-- BEGIN EXTRACTED MATERIAL --

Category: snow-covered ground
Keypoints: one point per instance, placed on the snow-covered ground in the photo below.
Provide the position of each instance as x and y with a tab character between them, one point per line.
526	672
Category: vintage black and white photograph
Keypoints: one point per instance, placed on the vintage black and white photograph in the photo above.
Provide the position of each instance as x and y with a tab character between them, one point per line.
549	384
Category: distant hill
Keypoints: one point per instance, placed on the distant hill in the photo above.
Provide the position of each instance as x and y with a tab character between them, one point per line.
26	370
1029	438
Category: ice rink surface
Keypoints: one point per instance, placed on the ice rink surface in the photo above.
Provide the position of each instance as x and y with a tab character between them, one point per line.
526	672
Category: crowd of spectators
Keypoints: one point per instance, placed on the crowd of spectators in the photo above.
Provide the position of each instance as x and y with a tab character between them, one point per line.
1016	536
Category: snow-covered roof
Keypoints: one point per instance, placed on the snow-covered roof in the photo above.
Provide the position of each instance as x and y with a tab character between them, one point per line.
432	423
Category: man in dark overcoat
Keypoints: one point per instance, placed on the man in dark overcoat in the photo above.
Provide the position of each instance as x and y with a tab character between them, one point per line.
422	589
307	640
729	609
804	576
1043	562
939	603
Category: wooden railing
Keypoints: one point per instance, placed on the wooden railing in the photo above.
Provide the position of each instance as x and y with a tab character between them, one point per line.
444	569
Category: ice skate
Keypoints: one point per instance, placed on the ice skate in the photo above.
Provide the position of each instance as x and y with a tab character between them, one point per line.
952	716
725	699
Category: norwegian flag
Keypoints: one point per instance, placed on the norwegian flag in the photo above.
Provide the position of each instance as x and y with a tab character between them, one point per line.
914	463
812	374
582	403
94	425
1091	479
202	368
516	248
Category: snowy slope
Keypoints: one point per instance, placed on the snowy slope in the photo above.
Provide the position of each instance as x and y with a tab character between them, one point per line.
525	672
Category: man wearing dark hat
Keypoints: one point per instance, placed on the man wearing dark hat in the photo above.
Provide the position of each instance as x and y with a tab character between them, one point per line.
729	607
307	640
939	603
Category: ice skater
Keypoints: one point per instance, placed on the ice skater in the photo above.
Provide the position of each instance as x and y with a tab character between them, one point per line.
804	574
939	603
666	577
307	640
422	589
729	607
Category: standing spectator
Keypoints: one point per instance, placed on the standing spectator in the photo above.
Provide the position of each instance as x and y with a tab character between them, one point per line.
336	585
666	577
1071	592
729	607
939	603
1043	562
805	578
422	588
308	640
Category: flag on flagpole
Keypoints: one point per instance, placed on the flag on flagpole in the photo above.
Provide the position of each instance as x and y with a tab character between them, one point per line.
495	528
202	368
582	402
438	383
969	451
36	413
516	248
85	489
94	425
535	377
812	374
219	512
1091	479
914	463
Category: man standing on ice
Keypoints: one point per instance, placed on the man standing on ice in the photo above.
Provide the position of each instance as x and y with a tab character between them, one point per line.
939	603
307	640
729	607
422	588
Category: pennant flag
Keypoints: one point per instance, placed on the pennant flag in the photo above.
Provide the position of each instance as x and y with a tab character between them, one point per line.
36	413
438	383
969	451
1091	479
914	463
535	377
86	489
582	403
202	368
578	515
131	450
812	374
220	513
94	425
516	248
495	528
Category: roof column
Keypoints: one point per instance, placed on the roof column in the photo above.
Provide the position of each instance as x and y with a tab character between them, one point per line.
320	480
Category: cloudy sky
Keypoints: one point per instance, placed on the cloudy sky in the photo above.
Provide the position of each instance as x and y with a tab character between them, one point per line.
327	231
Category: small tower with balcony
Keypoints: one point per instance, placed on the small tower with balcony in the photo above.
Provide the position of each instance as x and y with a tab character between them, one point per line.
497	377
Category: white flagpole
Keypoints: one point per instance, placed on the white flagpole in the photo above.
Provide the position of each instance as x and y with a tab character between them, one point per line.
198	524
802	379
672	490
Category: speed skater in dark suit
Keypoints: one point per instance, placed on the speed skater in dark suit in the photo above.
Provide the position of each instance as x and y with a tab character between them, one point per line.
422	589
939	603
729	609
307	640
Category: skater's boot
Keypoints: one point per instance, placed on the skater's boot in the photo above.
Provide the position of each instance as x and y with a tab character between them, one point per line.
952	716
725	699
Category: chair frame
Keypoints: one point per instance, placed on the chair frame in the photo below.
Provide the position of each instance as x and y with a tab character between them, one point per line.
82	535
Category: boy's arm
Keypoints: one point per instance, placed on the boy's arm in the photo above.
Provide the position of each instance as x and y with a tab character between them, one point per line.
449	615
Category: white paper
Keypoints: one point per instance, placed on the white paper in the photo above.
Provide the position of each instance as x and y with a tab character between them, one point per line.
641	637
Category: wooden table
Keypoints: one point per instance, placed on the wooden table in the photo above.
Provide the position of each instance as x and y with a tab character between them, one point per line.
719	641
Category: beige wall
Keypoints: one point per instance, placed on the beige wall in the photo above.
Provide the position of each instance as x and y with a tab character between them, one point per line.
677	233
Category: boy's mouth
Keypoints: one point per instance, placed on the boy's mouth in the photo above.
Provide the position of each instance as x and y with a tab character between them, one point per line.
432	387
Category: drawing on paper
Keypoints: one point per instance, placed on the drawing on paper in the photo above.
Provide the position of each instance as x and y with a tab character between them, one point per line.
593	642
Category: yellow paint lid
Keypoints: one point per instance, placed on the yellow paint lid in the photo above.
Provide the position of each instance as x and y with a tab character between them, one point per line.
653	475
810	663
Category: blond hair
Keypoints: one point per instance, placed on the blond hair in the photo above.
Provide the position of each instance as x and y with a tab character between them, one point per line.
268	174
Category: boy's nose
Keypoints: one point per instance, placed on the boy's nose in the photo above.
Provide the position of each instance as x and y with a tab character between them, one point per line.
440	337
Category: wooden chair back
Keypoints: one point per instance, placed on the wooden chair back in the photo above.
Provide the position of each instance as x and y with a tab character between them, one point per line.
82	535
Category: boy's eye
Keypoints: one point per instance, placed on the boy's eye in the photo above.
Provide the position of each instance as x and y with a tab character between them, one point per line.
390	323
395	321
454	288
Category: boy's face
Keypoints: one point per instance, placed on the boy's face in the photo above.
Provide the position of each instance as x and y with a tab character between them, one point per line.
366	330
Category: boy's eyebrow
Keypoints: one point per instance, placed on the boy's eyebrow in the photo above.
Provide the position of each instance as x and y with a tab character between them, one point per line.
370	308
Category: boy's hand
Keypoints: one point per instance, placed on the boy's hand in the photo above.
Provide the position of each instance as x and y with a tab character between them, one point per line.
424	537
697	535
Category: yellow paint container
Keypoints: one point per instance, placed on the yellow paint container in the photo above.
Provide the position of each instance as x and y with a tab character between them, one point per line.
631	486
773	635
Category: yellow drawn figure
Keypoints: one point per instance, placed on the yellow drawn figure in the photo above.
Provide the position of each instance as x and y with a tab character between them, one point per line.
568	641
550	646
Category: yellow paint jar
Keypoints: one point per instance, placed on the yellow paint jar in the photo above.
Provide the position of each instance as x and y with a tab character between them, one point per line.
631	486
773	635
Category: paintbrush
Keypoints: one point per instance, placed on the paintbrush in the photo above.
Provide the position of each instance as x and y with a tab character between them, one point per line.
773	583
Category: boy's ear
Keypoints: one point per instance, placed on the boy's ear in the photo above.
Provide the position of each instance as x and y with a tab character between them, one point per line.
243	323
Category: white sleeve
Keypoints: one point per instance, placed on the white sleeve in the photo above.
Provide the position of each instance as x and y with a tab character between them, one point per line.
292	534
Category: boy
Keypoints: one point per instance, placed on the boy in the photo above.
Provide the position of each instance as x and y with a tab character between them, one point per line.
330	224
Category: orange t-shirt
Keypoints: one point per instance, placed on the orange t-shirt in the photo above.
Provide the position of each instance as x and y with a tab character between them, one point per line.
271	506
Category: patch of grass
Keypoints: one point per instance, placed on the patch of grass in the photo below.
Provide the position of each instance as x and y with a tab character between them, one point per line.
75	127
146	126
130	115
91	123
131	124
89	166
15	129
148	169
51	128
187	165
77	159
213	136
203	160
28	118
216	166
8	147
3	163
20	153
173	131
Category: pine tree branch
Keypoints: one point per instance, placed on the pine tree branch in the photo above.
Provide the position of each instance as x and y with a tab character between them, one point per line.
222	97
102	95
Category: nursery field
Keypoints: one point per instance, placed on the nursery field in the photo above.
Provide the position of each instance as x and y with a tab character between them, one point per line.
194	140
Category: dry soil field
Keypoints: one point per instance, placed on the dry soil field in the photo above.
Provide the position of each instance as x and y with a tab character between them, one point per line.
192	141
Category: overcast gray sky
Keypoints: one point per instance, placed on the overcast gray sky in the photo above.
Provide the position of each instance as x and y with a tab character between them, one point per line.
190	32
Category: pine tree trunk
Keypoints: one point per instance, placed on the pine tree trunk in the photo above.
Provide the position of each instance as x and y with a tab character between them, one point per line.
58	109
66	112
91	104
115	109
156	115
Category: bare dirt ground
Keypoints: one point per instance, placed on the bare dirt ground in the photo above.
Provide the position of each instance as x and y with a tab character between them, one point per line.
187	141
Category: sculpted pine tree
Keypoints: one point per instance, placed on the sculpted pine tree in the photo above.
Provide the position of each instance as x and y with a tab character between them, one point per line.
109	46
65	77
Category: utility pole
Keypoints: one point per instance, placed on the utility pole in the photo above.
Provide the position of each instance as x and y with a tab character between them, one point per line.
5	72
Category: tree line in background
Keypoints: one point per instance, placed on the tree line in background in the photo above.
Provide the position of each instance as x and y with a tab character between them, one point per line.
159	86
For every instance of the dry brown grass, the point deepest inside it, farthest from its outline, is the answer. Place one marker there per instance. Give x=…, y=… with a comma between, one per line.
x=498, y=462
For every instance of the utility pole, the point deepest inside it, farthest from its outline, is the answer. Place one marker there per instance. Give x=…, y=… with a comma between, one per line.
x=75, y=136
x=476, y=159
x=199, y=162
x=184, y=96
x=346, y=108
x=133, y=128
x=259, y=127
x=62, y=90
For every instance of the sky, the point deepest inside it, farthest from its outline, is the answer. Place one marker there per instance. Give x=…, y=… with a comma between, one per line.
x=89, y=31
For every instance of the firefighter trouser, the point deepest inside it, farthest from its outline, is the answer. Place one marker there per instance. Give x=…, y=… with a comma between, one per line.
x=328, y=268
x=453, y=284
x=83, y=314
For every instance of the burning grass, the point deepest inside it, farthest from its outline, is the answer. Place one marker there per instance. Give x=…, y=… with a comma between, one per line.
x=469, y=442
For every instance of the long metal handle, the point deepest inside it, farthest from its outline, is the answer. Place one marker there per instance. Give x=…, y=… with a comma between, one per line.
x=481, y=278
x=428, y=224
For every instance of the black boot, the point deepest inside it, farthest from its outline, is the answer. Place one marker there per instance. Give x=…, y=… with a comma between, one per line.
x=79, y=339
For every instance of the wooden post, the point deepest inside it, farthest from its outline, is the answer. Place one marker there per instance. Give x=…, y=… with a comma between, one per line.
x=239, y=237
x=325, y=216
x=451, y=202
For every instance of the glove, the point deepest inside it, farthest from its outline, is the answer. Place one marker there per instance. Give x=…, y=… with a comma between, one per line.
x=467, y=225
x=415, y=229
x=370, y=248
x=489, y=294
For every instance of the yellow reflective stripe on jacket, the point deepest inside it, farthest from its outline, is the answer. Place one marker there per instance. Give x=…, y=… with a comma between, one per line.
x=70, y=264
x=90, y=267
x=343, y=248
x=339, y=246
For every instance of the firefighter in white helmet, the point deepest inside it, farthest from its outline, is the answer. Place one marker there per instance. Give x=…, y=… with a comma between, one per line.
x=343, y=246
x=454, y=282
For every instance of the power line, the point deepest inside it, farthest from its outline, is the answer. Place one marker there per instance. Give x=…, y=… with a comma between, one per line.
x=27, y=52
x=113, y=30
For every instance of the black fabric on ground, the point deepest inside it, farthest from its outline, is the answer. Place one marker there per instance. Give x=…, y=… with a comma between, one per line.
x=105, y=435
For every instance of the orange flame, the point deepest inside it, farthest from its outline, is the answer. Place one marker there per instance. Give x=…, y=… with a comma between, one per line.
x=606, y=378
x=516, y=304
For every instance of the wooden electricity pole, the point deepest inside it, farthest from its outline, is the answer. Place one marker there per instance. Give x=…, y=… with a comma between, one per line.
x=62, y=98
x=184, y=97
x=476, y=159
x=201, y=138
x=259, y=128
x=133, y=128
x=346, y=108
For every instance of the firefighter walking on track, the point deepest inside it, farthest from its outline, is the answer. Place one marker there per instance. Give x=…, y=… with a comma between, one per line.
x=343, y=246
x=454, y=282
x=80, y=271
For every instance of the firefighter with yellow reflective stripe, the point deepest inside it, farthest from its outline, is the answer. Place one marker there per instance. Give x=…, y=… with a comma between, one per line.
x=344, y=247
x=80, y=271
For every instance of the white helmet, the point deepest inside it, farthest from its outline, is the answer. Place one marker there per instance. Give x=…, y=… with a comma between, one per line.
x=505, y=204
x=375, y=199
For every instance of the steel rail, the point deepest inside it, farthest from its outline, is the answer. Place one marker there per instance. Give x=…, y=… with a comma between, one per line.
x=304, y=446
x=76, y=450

-- END EXTRACTED MATERIAL --

WHAT IS ASKED: Begin with the line that contains "For every instance of the orange" and set down each line exactly until the records above end, including the final line.

COMPLETED TASK:
For every instance of the orange flame, the point deepest inside it, farthest from its outline, is the answer. Place one marker there per instance. Give x=…, y=… with a comma between, one per line.
x=606, y=378
x=516, y=304
For every instance of the wooden electricity pole, the point deepest inside it, farthest from its outline, is the answer. Place one marker there per instance. Give x=…, y=… with a comma between, one per line.
x=62, y=98
x=184, y=97
x=476, y=159
x=201, y=138
x=259, y=128
x=133, y=128
x=346, y=108
For every instance of the firefighter walking on track, the point deepest inside it, farthest from its outline, is the answer. Place one marker there per instance. Give x=…, y=… with a comma between, one per line.
x=343, y=246
x=454, y=282
x=80, y=271
For every instance of the firefighter with yellow reflective stripe, the point deepest inside it, farthest from its outline, is the answer. Place one marker there per instance. Give x=…, y=… with a comma between, one per line.
x=344, y=247
x=80, y=271
For every instance of the white helmet, the point deepest inside it, farthest from its outline, is the answer. Place one marker there per instance. Give x=…, y=… with a comma between, one per line.
x=505, y=204
x=375, y=199
For every instance of the steel rail, the point deepest inside it, farthest from its outline, is the answer. Place one marker there per instance. Give x=…, y=… with a comma between, one per line.
x=304, y=446
x=76, y=450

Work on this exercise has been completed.